■ **REQUIREMENT**: Leaving nothing out, set down all the data exactly.

--- AVAILABLE DATA Enclosed Below ---

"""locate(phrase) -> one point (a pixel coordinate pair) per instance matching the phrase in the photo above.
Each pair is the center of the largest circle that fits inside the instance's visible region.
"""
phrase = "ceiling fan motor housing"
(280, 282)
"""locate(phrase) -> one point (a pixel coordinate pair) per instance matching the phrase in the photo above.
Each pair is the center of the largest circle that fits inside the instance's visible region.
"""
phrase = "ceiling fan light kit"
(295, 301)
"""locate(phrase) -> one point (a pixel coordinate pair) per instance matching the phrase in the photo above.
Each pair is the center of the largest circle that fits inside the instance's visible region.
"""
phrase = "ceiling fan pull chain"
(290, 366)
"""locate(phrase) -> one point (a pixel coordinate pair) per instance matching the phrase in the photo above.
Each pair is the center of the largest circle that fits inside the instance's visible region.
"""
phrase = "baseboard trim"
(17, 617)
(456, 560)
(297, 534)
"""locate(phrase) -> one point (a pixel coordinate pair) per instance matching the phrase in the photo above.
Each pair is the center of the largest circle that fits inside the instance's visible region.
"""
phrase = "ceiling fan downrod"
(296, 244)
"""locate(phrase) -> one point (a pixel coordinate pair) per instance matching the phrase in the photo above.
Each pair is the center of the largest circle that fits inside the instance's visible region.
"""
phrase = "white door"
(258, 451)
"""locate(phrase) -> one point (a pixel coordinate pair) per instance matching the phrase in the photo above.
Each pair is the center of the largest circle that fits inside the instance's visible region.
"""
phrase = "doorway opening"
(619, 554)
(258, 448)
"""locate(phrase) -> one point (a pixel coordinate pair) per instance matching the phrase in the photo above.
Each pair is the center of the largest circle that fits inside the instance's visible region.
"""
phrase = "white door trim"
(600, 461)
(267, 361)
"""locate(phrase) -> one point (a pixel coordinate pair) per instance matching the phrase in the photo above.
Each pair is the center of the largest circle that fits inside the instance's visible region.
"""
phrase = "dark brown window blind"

--- End of Enclosed AVAILABLE DATA ---

■ **YOUR SOLUTION**:
"""locate(phrase) -> one point (a pixel coordinate pair) per instance matching the phrase in the photo above.
Each pair is the center of the largest circle that fits inside the instance's visible region.
"""
phrase = "ceiling fan motor housing"
(280, 282)
"""locate(phrase) -> one point (a pixel coordinate pair) per instance matching the phrase in the photo above.
Each pair is the center of the largest circle that fits inside the instance's visible region.
"""
phrase = "ceiling fan light kit"
(295, 301)
"""locate(phrase) -> one point (a pixel coordinate pair) per instance matching the phrase in the photo above.
Each pair is the center of the largest circle that fits inside the instance's visible region.
"""
phrase = "ceiling fan pull chain"
(290, 366)
"""locate(phrase) -> one point (a pixel coordinate pair) per instance matching the phrase in the photo above.
Each pair is the center of the largest circle that fits inside the instance's visible region.
"""
phrase = "baseboard trim"
(17, 617)
(456, 560)
(297, 534)
"""locate(phrase) -> one point (a pixel coordinate pair) per instance matching the phrase in the photo above.
Each pair is the center of the largest circle that fits inside the instance's visible region.
"""
phrase = "ceiling fan downrod"
(296, 244)
"""locate(phrase) -> one point (a pixel coordinate pair) per instance matching the phrase in the photo above.
Each pair is the center of the largest circle that fits inside the instance's visible region.
"""
phrase = "white door"
(258, 451)
"""locate(phrase) -> one point (a pixel coordinate pair) per instance matching the phrase in the photo above.
Each pair is the center of the largest circle that fits inside the instance's visible region.
"""
phrase = "doorway opening"
(619, 554)
(258, 448)
"""locate(phrase) -> one point (a pixel coordinate pair) per instance matching the phrase in the photo above.
Each pair is the center of the largest circle that fits inside the instance's visible region.
"""
phrase = "white door trim"
(600, 461)
(267, 361)
"""locate(phrase) -> one point (a pixel coordinate pair) per instance matching the phrase in the photo above.
Each pair is the center of the largest circle that fits inside the instance's visible region.
"""
phrase = "dark brown window blind"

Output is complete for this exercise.